(Selected text begins)

Partner Russell W. Mills authored the National Association of Credit Management (NACM) article “Small Business, Subchapter V Bankruptcies Hit 1,000 Cases.” The piece discusses the number of bankruptcy filings by small businesses under the Small Business Reorganization Act (SBRA) of 2019 occurring against the backdrop of the COVID-19 pandemic. The SBRA, enacted in February 2020, eased the barriers to entry for small businesses seeking to file bankruptcy. The CARES Act, also passed in 2020, Mills notes, “[A]mended the SBRA (also known as Subchapter V to the Bankruptcy Code) to make it even more available to small businesses by increasing the debt limitations to $7,500,000. This increase is set to expire on March 27, 2021.”
Mills reports that Subchapter V filings have been robust, “By early October (2020), 1,000 Subchapter V cases had been filed with the number increasing every single month since SBRA’s passage. Of all small business bankruptcy filings, 80% elected to file under Subchapter V.”

(Selected text ends)

Questions
**1)** Answer these from the Subchapter V text:
(a) In what month and year was the SBRA enacted?
(b) To what amount did the CARES Act raise the debt limitations?
(c) What share of all small business bankruptcy filings chose Subchapter V?
**2)** List every time reference in the Subchapter V text that includes a month, in the order it appears.
**3)** Carry on the Subchapter V text from its last sentence.
You won't need the saved entries for any of this.

(Study material begins)

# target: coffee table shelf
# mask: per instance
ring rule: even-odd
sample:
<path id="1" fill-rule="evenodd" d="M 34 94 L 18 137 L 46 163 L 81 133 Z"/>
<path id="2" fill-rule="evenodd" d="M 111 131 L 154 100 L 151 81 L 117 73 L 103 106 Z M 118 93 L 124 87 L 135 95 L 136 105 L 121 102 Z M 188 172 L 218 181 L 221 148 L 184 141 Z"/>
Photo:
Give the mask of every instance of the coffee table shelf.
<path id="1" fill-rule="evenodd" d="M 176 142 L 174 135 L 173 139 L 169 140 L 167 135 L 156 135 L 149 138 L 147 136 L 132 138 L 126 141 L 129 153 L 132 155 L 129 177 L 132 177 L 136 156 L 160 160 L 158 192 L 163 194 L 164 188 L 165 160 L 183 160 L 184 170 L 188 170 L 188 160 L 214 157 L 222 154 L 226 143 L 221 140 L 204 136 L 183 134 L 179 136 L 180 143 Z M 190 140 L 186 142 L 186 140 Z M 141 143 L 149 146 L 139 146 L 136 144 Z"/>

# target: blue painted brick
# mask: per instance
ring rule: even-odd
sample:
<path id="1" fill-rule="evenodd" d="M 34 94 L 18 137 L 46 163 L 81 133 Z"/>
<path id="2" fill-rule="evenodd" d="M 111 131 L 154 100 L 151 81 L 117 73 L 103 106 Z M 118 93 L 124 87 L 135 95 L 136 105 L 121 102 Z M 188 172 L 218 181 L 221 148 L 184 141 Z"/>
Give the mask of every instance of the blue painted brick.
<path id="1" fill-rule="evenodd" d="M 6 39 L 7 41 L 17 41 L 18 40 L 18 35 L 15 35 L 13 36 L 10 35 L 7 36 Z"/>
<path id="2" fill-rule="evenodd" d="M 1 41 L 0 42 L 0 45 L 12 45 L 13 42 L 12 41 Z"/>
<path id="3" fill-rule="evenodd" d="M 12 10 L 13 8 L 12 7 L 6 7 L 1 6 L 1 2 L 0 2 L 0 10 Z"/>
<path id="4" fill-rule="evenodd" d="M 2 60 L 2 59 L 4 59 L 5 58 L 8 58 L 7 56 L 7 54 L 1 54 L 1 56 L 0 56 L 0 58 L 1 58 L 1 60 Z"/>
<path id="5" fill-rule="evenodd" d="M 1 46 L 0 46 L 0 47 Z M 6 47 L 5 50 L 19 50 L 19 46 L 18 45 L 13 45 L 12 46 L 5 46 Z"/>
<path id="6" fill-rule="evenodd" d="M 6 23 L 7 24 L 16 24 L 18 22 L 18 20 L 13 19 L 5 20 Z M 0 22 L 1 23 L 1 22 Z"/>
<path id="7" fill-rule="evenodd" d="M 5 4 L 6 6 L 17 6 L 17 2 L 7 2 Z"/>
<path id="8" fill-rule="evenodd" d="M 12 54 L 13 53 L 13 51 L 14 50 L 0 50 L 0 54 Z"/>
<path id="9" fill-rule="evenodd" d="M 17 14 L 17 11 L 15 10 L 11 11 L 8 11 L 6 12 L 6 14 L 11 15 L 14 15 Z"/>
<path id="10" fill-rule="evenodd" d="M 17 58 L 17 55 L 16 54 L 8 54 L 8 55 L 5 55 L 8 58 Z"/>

(Study material ends)

Answers to the exercises
**1)**
(a) February 2020
(b) $7,500,000
(c) 80%

**2)**
February 2020
March 27, 2021
early October (2020)

**3)**
Mills concludes with an important caveat, “But Congress’ increase of the debt limitations under Subchapter V to $7,500,000 was only temporary. It is set to expire on March 27, 2021, though it can be extended by Congress. There is no guarantee that Congress will extend the increased debt limitations. While Subchapter V was originally passed with bipartisan support, it is unclear how the recent elections and incoming legislature may temper past support for Subchapter V. And, in the event there is no effort to extend the debt limitations, one can also expect a “rush to the courthouse” in March 2021.”